▸ **TASK OBJECTIVE**: Reproduce the lines of the records starting at the line that contains "IMPORTANT: every toilet must" and ending at the line that contains "[480,0,640,211]", substituting "labeled" for "annotated" and leaving everything else unchanged.

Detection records
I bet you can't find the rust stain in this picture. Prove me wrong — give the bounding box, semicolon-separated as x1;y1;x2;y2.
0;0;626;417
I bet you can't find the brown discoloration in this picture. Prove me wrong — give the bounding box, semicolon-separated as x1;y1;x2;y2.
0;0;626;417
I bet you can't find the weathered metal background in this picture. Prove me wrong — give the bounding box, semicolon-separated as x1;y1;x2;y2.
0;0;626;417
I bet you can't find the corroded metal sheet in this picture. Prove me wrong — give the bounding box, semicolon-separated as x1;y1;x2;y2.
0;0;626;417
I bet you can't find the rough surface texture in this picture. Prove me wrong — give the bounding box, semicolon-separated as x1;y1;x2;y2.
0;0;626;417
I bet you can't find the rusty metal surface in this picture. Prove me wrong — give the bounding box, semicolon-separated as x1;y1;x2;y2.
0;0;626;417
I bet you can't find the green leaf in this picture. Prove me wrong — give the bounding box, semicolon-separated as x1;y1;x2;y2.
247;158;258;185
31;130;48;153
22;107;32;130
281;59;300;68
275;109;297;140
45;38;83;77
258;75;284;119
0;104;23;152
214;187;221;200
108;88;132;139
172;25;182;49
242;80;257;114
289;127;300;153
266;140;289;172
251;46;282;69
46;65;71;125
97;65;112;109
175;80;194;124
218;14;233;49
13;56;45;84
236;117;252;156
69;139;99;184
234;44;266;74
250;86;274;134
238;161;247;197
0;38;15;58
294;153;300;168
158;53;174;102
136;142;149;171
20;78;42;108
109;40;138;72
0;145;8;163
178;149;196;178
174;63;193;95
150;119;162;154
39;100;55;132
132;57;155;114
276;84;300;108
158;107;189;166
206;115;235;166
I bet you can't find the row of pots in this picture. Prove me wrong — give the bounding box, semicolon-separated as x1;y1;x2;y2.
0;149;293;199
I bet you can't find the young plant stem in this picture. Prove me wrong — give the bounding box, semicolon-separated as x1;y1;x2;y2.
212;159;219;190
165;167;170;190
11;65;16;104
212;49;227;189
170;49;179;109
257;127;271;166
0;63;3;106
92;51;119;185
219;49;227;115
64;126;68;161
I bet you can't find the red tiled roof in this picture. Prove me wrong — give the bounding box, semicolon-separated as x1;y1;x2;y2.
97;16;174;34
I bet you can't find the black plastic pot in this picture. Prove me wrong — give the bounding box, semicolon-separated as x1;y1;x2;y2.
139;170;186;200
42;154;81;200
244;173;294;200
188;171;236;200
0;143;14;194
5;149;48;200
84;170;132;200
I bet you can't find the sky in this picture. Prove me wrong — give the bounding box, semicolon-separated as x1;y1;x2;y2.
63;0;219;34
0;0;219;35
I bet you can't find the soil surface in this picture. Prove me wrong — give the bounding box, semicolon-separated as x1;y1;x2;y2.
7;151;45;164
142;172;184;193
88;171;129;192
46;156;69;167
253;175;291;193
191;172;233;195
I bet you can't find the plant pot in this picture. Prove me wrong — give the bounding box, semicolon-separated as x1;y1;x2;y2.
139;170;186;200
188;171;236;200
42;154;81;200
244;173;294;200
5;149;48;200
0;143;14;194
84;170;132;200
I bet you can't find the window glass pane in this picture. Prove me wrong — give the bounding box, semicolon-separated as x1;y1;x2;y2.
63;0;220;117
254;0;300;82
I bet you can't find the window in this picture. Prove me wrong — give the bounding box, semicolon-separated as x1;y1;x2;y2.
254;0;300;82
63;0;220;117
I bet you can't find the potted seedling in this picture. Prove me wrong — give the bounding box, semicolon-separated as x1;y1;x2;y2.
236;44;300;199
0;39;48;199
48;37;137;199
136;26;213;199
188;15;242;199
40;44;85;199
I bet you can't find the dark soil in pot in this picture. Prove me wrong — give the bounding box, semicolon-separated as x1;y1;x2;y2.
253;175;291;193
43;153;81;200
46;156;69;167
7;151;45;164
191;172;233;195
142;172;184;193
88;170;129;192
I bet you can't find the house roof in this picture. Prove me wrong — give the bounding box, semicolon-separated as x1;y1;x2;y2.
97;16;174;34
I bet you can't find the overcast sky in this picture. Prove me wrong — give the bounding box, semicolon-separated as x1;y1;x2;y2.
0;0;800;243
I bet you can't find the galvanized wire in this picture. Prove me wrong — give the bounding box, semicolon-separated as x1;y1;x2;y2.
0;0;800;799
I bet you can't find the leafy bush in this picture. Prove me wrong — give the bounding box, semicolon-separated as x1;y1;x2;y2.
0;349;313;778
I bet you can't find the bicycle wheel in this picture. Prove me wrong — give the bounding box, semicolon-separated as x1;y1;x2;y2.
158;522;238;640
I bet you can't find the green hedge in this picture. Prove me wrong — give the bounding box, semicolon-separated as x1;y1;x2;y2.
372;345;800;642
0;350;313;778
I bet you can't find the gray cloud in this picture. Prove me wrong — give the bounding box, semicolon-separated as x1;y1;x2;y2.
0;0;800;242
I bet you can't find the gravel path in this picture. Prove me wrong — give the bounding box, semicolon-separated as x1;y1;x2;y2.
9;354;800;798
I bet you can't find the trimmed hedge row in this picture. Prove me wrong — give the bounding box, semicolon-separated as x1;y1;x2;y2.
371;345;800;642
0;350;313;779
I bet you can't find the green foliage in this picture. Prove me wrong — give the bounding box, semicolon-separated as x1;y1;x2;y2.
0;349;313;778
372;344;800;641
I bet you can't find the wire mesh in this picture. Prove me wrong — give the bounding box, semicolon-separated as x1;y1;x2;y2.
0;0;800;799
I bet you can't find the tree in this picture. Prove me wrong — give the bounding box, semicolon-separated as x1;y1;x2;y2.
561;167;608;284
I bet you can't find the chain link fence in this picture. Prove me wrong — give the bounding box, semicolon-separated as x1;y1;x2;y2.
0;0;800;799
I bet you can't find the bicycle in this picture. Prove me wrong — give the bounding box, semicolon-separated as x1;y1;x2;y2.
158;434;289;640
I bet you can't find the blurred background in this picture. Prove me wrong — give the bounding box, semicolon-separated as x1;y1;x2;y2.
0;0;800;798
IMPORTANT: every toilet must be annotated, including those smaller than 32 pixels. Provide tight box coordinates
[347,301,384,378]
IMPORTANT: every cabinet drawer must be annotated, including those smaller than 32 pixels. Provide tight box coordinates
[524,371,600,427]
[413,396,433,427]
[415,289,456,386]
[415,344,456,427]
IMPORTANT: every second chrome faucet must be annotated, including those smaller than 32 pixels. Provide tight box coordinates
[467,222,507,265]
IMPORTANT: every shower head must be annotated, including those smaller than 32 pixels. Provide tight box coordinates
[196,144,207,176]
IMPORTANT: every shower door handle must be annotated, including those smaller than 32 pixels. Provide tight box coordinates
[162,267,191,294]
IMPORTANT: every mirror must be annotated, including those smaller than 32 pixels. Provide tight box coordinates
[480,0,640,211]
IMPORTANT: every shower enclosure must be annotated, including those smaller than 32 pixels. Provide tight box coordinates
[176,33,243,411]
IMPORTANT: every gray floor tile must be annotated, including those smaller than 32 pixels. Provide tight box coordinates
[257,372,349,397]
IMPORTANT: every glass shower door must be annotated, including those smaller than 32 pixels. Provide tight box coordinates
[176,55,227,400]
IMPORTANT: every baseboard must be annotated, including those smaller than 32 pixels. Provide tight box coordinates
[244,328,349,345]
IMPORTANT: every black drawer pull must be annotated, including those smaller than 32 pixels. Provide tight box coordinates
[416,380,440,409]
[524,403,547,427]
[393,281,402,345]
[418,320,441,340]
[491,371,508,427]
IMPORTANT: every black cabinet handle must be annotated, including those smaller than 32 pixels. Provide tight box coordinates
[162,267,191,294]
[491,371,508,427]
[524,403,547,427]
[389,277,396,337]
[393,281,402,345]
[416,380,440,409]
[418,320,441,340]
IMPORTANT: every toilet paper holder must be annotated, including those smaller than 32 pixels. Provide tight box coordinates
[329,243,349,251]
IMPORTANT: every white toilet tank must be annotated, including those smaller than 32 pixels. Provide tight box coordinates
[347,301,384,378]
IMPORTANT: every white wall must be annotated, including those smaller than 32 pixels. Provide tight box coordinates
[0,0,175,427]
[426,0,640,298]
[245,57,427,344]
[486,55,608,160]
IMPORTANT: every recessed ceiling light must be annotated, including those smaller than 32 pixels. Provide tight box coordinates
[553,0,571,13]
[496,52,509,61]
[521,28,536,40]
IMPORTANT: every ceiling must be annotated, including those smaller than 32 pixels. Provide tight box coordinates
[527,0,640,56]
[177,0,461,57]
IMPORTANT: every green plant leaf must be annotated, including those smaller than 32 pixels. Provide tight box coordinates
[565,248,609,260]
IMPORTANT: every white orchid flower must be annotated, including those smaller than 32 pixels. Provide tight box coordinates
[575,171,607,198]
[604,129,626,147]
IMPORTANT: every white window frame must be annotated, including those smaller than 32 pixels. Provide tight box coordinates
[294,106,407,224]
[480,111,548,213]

▸ **CORRECT OUTPUT**:
IMPORTANT: every toilet must be labeled, including those smaller than 32 pixels. Provide tight box coordinates
[347,301,384,378]
IMPORTANT: every cabinet drawer must be labeled, including those smaller than 32 pixels. Provide tight box coordinates
[524,371,600,427]
[413,396,433,427]
[415,289,456,386]
[415,344,456,427]
IMPORTANT: every second chrome faucet must be labeled, including those smaller than 32 pixels. Provide tight box coordinates
[467,222,507,265]
IMPORTANT: every shower head must be labeled, including those smaller than 32 pixels. Provide tight box coordinates
[196,144,207,176]
IMPORTANT: every shower door handle must be labeled, including those smaller than 32 pixels. Provide tight box coordinates
[162,267,191,294]
IMPORTANT: every mirror must be labeled, including those smaller than 32 pixels. Provide tight box coordinates
[480,0,640,211]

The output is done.